PAOLO LIMOLI, L’ARTISTA DELLA CARTA
Dopo una lunga esperienza come grafico e pubblicitario di successo, il vicentino Paolo Limoli si è inventato una nuova maniera per esprimere la sua creatività attraverso la carta: usarla in modo tridimensionale per farne autentiche opere d’arte. L’ho incontrato e vi racconto in esclusiva la sua affascinante storia.

Artista, Comunicatore, Naming Specialist.
Ideatore di VICENZA.COM
Ciao Paolo, io e te ci conosciamo da ragazzi, ma vorrei raccontare a chi non ti conosce la tua bella storia professionale e accompagnare i lettori di VICENZACOM alla scoperta del tuo mondo artistico. Raccontami dei tuoi inizi…
Gli inizi partono da lontano. Evidentemente devo aver ereditato dei talenti perché senza studi specifici ho iniziato a disegnare da bambino, poi ad appassionarmi alla musica imparando a suonare le tastiere all’età di 10 anni. Lo facevo spinto semplicemente dalla passione e dall’istinto, ma erano attività cui mi dedicavo più tempo possibile. In questo senso ero un bambino anomalo… preferivo disegnare e suonare invece che andare al parco a giocare a calcio. Non ero un “asociale”, non lo sono mai stato, ma avevo queste priorità nella mia testa. Ne sentivo il bisogno, il piacere e il “dovere”. Negli anni hanno continuato a farmi compagnia fino a quando non ho terminato il Liceo ed è a quel punto che sono rimaste semplici passioni. Non è difficile però immaginare, avendo questa sensibilità artistica, ed in particolare la capacità di disegnare, in quale settore io abbia potuto affacciarmi professionalmente.


Quindi mi stai dicendo che a 18 anni hai fatto una scelta di campo, tra le tue due grandi passioni e talenti giovanili. Il gesto grafico ha avuto il sopravvento, considerato anche che fare musica di professione a Vicenza non sarebbe stata una scelta in discesa… giusto?
Esatto. Anche se mi sono preso qualche bella soddisfazione, la musica è rimasta allo stadio di passione.

Il disegno invece mi ha aperto la strada verso la professione. Ho iniziato seguendo il classico consiglio che si dà ai giovani, ovvero di provare a proporsi bussando alla porta di chi la professione la svolgeva già con successo. Fu così che mi proposi come grafico alle agenzie di comunicazione e pubblicità vicentine, conoscendo in pochi mesi praticamente tutte le realtà locali. Fu una grande fortuna perché ebbi così modo di conoscere professionisti di assoluto rilievo. Uno di loro in particolare… Un mantovano importato a Vicenza dopo una lunga e prestigiosa carriera a Milano.

########################################

Esercizi da svolgere:
1 - Nell'intervista a Paolo Limoli, quali sono le tre cose che lui dice di aver sentito, da bambino, verso il disegno e la musica? Elencale.
2 - In base all'intervista, perché per Limoli proporsi come grafico alle agenzie vicentine fu una grande fortuna? Rispondi in una o due frasi.
3 - Secondo l'intervista, a che età Limoli imparò a suonare le tastiere?

########################################

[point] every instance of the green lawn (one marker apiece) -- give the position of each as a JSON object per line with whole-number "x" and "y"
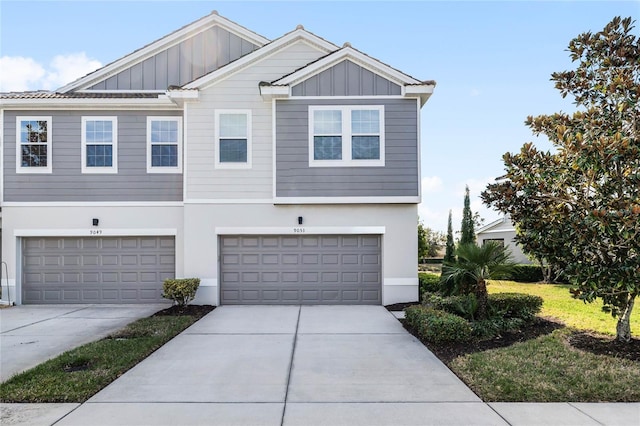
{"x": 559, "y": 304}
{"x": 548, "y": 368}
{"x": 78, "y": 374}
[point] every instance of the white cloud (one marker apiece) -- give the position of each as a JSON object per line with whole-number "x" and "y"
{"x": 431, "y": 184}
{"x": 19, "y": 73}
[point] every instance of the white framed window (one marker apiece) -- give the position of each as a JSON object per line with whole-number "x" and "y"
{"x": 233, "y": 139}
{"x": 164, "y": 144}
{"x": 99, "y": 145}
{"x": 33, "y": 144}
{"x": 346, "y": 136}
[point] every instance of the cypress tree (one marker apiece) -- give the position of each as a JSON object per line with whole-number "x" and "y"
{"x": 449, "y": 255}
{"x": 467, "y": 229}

########################################

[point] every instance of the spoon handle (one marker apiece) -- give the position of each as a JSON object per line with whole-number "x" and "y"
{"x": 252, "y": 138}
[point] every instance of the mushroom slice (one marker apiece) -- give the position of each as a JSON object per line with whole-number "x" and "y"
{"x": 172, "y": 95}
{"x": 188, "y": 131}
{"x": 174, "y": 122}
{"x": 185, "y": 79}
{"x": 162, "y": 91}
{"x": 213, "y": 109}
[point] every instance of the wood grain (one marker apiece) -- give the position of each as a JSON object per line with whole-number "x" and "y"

########################################

Soluzioni degli esercizi:
1 - Il bisogno, il piacere e il "dovere".

2 - Fu una grande fortuna perché in quel modo ebbe occasione di conoscere professionisti di assoluto rilievo.

3 - A 10 anni.